Write out all of the entries below word for word, with no changes.
** start PROVIDED ENTRIES **
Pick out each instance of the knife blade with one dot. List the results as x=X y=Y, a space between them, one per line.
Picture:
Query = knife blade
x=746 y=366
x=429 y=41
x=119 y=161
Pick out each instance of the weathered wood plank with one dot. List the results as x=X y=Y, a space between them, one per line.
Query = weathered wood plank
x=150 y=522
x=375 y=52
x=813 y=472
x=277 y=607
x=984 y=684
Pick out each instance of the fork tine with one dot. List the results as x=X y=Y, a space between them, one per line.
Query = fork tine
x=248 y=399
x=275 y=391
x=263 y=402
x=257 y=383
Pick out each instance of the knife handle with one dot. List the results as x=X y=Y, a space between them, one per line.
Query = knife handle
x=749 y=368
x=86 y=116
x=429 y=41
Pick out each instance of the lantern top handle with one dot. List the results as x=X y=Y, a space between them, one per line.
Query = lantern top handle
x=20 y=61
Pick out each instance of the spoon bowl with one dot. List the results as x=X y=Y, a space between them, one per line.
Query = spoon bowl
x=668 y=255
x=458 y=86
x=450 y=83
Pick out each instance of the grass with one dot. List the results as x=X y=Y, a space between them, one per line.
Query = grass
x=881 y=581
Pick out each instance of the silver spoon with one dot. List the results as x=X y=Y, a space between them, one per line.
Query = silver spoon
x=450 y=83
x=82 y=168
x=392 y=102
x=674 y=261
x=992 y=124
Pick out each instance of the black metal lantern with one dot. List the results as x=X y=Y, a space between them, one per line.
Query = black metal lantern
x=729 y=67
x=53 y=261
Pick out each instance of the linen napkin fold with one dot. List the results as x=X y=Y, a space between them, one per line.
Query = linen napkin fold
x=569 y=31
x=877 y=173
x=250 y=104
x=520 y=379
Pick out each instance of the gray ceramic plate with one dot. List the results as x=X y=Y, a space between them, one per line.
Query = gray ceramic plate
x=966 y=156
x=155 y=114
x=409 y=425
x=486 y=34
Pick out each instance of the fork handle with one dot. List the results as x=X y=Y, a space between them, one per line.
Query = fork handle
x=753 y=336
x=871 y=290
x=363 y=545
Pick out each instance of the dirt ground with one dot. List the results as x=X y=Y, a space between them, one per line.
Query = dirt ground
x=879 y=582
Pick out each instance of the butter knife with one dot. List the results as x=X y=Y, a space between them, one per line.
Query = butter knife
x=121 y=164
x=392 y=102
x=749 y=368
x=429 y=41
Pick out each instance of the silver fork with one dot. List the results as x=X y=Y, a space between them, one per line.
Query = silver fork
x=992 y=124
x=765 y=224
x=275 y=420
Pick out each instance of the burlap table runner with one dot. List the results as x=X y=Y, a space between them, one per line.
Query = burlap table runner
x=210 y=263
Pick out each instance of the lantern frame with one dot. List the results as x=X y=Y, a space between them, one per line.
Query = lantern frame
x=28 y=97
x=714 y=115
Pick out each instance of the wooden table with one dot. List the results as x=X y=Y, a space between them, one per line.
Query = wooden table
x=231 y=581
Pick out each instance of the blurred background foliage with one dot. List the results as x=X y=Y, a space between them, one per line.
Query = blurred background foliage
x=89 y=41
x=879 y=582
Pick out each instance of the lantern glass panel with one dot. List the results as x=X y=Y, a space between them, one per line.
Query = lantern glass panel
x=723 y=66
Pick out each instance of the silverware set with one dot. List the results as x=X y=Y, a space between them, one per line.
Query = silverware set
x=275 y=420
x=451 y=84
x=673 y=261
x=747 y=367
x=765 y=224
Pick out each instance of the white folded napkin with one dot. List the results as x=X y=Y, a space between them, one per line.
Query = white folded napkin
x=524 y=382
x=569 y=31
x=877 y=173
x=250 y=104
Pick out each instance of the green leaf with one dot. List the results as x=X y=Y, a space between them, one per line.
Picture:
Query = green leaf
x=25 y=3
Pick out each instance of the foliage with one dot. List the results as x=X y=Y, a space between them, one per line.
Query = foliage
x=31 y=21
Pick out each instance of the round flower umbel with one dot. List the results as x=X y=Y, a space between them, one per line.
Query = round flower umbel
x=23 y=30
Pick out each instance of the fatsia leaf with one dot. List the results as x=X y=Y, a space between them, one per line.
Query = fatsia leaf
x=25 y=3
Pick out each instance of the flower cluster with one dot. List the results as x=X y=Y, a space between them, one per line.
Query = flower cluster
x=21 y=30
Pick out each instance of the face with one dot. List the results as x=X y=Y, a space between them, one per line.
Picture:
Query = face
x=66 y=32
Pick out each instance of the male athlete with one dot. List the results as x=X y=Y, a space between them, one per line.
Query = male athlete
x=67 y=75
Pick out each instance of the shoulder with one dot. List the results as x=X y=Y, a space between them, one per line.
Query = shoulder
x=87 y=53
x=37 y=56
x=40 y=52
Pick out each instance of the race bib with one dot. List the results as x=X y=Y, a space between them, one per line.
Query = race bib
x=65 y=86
** end PROVIDED ENTRIES **
**OUTPUT:**
Pick out each instance of the knife blade with one dot. List the results as x=X y=Y, a space between them, one per line.
Picture:
Query = knife blade
x=746 y=366
x=429 y=41
x=119 y=161
Pick out each instance of the weathered wood plank with one dot. List the results as x=X y=Y, a space between them, one per line.
Query = weathered wood plank
x=150 y=522
x=375 y=52
x=813 y=472
x=277 y=607
x=984 y=684
Pick out each instance of the fork tine with one dot. List the results as x=X y=Y, a space between them, one per line.
Query = fork tine
x=248 y=399
x=275 y=391
x=263 y=402
x=257 y=383
Pick out each instance of the knife handle with one dot. List the results as x=X y=Y, a space between them, one per line.
Query = knife handle
x=749 y=368
x=86 y=116
x=429 y=41
Pick out each instance of the lantern top handle with one dot. List the results as x=X y=Y, a space between them, one per line.
Query = lantern top handle
x=20 y=61
Pick out each instance of the spoon bowl with one dot. List the results as x=X y=Y, a space between them, one per line.
Query = spoon bowl
x=668 y=255
x=458 y=86
x=450 y=83
Pick out each instance of the grass with one dot. List the results as x=X y=Y, a space between them, one per line.
Query = grass
x=881 y=581
Pick out each instance of the silver spoon with one dot. List the results as x=X y=Y, a space between them, one per line.
Query = silver spoon
x=450 y=83
x=82 y=168
x=392 y=102
x=674 y=261
x=992 y=124
Pick out each instance of the black metal lantern with one dot. List the results as x=X y=Y, a space between them, one per line.
Query = black metal lantern
x=729 y=67
x=53 y=261
Pick out each instance of the linen napkin fold with one dot. List the results as x=X y=Y, a space between them, one per line.
Query = linen napkin fold
x=569 y=31
x=877 y=173
x=250 y=104
x=520 y=379
Pick out each instance of the gray ceramic plate with one dot. List the results as x=X y=Y, a space between them, one per line.
Query = gray ceramic plate
x=966 y=156
x=155 y=114
x=409 y=425
x=486 y=34
Pick out each instance of the fork handle with one dot. List the results as x=X y=Y, a space between them, one per line.
Query = fork handle
x=753 y=336
x=871 y=290
x=363 y=545
Pick out each instance of the dirt ground with one dot. List the results as x=X y=Y, a space between them, one per line.
Query = dirt ground
x=879 y=582
Pick out each instance of the butter knife with one dot. List the results as x=X y=Y, a space between them, one per line.
Query = butter knife
x=121 y=164
x=392 y=102
x=749 y=368
x=429 y=41
Pick out each instance of the silver fork with one dot. List the results as x=X y=Y, a space between them, one per line.
Query = silver fork
x=992 y=124
x=765 y=224
x=275 y=420
Pick out each instance of the burlap table runner with one dot. List the results as x=X y=Y, a space between them, one per line.
Query = burlap table runner
x=210 y=263
Pick out each instance of the lantern frame with one dot. List the results as x=X y=Y, a space between them, one per line.
Query = lantern frame
x=28 y=97
x=714 y=115
Pick out each instance of the wooden table with one dot. List the results as x=X y=Y, a space between them, one per line.
Query = wooden table
x=231 y=581
Pick out each instance of the blurred background foliage with one dot. List the results as x=X y=Y, a space between them, one per line.
Query = blurred background foliage
x=89 y=41
x=879 y=582
Pick out each instance of the lantern glass panel with one dot. List the results as x=X y=Y, a space between them, one per line.
Query = lantern glass panel
x=723 y=66
Pick out each instance of the silverware set with one dot. List the results as x=X y=Y, a space between them, one per line.
Query = silverware set
x=275 y=420
x=451 y=84
x=673 y=261
x=747 y=367
x=765 y=224
Pick out each instance of the white folded napkin with one dot. List the results as x=X y=Y, a space between them, one per line.
Query = white folded napkin
x=524 y=382
x=569 y=31
x=877 y=173
x=250 y=104
Pick out each instance of the green leaf with one dot. List the results as x=X y=Y, a space between them, one per line.
Picture:
Query = green leaf
x=25 y=3
Pick out each instance of the foliage with one dot. List the results as x=X y=Y, a space between them, one per line.
Query = foliage
x=31 y=21
Pick out each instance of the round flower umbel with one dot. List the results as x=X y=Y, a space between them, one per line.
Query = round flower umbel
x=23 y=30
Pick out each instance of the fatsia leaf with one dot. List the results as x=X y=Y, a space between them, one per line.
Query = fatsia leaf
x=25 y=3
Pick out each instance of the flower cluster with one dot. List the results as x=X y=Y, a space between them, one per line.
Query = flower cluster
x=21 y=30
Pick out each instance of the face with one dot. List the results as x=X y=Y, a space between them, one per line.
Picture:
Query = face
x=66 y=32
Pick out each instance of the male athlete with one dot. List the results as x=X y=Y, a space between them, one per line.
Query = male athlete
x=67 y=75
Pick out each instance of the shoulder with one dot. List the results as x=X y=Y, a space between them, one per line.
Query = shoulder
x=87 y=53
x=37 y=56
x=40 y=52
Pick out each instance of the race bib with one dot. List the results as x=X y=Y, a space between them, one per line.
Query = race bib
x=65 y=86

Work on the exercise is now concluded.